Task data Block Start

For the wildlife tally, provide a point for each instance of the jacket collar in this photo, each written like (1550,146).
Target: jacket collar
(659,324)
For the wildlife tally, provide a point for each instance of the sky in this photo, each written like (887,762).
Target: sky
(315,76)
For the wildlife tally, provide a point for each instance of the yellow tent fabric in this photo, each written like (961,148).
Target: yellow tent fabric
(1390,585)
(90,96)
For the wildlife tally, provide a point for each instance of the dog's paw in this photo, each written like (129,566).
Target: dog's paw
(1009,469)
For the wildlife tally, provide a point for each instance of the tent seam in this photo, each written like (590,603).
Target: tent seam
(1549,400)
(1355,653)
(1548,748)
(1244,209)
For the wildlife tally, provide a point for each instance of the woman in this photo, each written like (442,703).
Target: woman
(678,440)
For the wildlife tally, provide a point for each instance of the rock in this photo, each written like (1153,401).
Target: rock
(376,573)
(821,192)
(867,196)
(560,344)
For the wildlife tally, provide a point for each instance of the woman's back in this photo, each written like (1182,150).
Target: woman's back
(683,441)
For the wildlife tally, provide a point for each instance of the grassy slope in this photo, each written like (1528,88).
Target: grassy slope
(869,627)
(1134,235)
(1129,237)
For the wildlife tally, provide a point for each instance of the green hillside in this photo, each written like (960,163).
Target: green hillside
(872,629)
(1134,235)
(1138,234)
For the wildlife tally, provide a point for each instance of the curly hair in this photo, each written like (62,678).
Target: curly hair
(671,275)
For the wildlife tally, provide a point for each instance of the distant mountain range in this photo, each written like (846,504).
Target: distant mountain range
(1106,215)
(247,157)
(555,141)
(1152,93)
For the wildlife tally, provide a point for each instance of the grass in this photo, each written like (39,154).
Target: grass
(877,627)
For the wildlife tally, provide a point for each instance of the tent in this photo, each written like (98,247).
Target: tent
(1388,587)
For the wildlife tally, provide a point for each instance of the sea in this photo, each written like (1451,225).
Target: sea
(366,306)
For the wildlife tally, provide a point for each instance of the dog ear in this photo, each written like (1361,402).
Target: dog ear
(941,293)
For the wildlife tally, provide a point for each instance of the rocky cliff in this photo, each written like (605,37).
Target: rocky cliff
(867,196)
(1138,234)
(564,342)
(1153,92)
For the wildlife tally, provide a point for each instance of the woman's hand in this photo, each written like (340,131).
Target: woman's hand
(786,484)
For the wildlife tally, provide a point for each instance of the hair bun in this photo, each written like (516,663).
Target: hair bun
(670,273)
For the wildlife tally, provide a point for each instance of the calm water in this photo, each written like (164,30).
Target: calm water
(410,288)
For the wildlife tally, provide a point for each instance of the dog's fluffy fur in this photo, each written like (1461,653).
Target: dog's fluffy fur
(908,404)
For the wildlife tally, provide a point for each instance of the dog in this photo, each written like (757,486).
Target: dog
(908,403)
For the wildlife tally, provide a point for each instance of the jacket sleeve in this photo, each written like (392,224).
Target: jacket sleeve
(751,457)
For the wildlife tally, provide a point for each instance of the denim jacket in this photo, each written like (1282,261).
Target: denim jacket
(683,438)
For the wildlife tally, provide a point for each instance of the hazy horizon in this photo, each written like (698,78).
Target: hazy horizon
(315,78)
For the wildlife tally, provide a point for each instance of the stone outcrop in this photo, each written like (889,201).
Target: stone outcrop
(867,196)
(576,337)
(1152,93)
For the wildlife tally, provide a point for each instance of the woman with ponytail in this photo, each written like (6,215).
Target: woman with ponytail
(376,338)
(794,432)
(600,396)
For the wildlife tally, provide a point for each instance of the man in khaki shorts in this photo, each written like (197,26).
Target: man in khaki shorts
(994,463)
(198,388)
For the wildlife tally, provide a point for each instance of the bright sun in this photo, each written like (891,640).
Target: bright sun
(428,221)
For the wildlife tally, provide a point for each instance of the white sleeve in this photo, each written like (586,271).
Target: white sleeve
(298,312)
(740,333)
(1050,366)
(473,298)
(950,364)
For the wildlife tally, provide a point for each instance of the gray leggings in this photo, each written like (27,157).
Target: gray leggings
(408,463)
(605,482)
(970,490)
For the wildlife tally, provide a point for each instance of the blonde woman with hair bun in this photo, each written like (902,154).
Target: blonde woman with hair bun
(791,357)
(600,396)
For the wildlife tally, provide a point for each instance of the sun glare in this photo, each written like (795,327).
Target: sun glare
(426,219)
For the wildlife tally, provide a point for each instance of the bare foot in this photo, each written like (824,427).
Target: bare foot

Task data Block End

(Task instructions) Every line above has to be restated word for word.

(Response for this exercise)
For the wildlife tally, provide a point for each instance of the jacket collar in this photo, each written like (1550,146).
Target: jacket collar
(659,324)
For the wildlife tally, provide a point for each instance of the sky in this photo, each written like (887,762).
Target: sky
(315,76)
For the wildlife tally, provide a point for each instance of the yellow tent fabric in this photo, each written like (961,148).
Target: yellow tent fabric
(1390,585)
(90,96)
For the wildlife tally, provide a point for each instance of the dog's paw in this photo, each written like (129,566).
Target: dog's paw
(1009,469)
For the wildlife tally, provide a point for each instance of the tent seam in this photo, each written like (590,603).
Target: tent seam
(1549,400)
(1355,653)
(1548,748)
(1244,209)
For the wildlife tally, provide a point for each instance of the woman in this photo, each written like (442,703).
Target: woman
(678,440)
For the wildlife tally, provide a point for each instance of the rock in this photo, each written like (1153,401).
Target: rock
(376,573)
(821,192)
(867,196)
(560,344)
For the wildlife tally, provide a point for each instance of the woman's back in this photo, each written like (1182,150).
Target: woman's back
(683,441)
For the wildlife tally, provide a point for each instance of the grassy slope in this photo, each written like (1528,88).
Target: grassy slope
(869,627)
(1134,235)
(1129,237)
For the wildlife tally, provide a point for each instance of the green hillside in this photo, each written like (960,163).
Target: green hillside
(872,629)
(1134,235)
(1138,234)
For the wildlife tally, provide a point for each instance of the curly hair in this photo, each written like (62,678).
Target: curly hair
(671,275)
For the wildlife tally, provide a point for each instance of the distant mountain range in this photo, each written like (846,504).
Target: distant mountain range
(1106,215)
(247,157)
(555,141)
(1152,93)
For the wildlife tally, provide a point for each instance of the grass in this photo, each written like (39,154).
Target: grass
(877,627)
For the wildlife tally, provide a point for each instance of the tent in this photo, each written like (98,247).
Target: tent
(1388,587)
For the wildlife tally, provide a point for each instance of the sea in this photo, each written like (1451,225).
Target: sea
(366,306)
For the wildlife tally, provide a point for each instance of the dog ear in this photo, each written like (1361,402).
Target: dog ear
(941,293)
For the wildlife tally, provide a point for each instance of the rocky cliff in this photo, each written like (605,37).
Target: rocky cliff
(867,196)
(1138,234)
(564,342)
(1153,92)
For the wildlife tally, provide a point for each instance of the woman's hand in this photo, each written like (340,131).
Target: woman's hand
(786,484)
For the wildlife tally, provide a point for each instance of the hair bun in this photo, each written like (516,663).
Target: hair bun
(670,273)
For the wildlife tally, provide a point for each instance of the calm water in this photo, each written like (164,30).
Target: calm water
(410,288)
For the wildlife tally, provide a point for each instance of the dog's fluffy fur in this photo, each written like (1461,653).
Target: dog's fluffy fur
(908,404)
For the wildlife tally, provide a point for each instance of the dog in this photo, each written like (757,486).
Target: dog
(908,403)
For the wildlife tally, provide a point for each instance of the jacket sleeve in this photo, each written like (392,224).
Target: jacket sleeve
(751,457)
For the wildlife tally, provide a point for each instance of the denim jacket in this photo, each written like (1282,261).
Target: denim jacket
(683,438)
For the wildlife tally, provide a point for each instance of the hazy horizon in this photo, each written like (698,78).
Target: hazy horizon
(315,78)
For the wildlife tally, provide a point for each instance of the stone outcrop in this photo, each written like (889,201).
Target: stone outcrop
(867,196)
(576,337)
(1152,93)
For the wildlife tally, provide a point for each instance of the woman with ponytail in this photo, each written like (6,215).
Target: woman with ponytail
(376,338)
(794,432)
(600,396)
For the wildlife tally, provide a point for each instance of the man in khaki shorts in this photo, each written like (197,26).
Target: man in khaki shorts
(994,463)
(198,388)
For the wildlife tally, provide a point for each instance of the bright sun in this photo, each written like (891,640).
Target: bright sun
(428,221)
For the wildlife tally, provide a point for each instance of the white sleeve in this photo, each written like (586,271).
Target: white sleeve
(298,312)
(740,333)
(1050,366)
(473,298)
(950,364)
For the wildlife tally, provide a point for each instance of the gray leggings in this photo, each written like (27,157).
Target: gray leggings
(408,463)
(605,482)
(970,490)
For the wildlife tally, provide a point for each instance of the blonde woman with hair bun in this photo, each written like (902,154).
Target: blonde woman with hair bun
(791,357)
(600,396)
For the wildlife tally, provide a point for each instance of the sun glare in this photo, each written like (795,327).
Target: sun glare
(426,219)
For the wildlife tally, provide a point for each instance of the bare foot in this photo, each written like (824,427).
Target: bare foot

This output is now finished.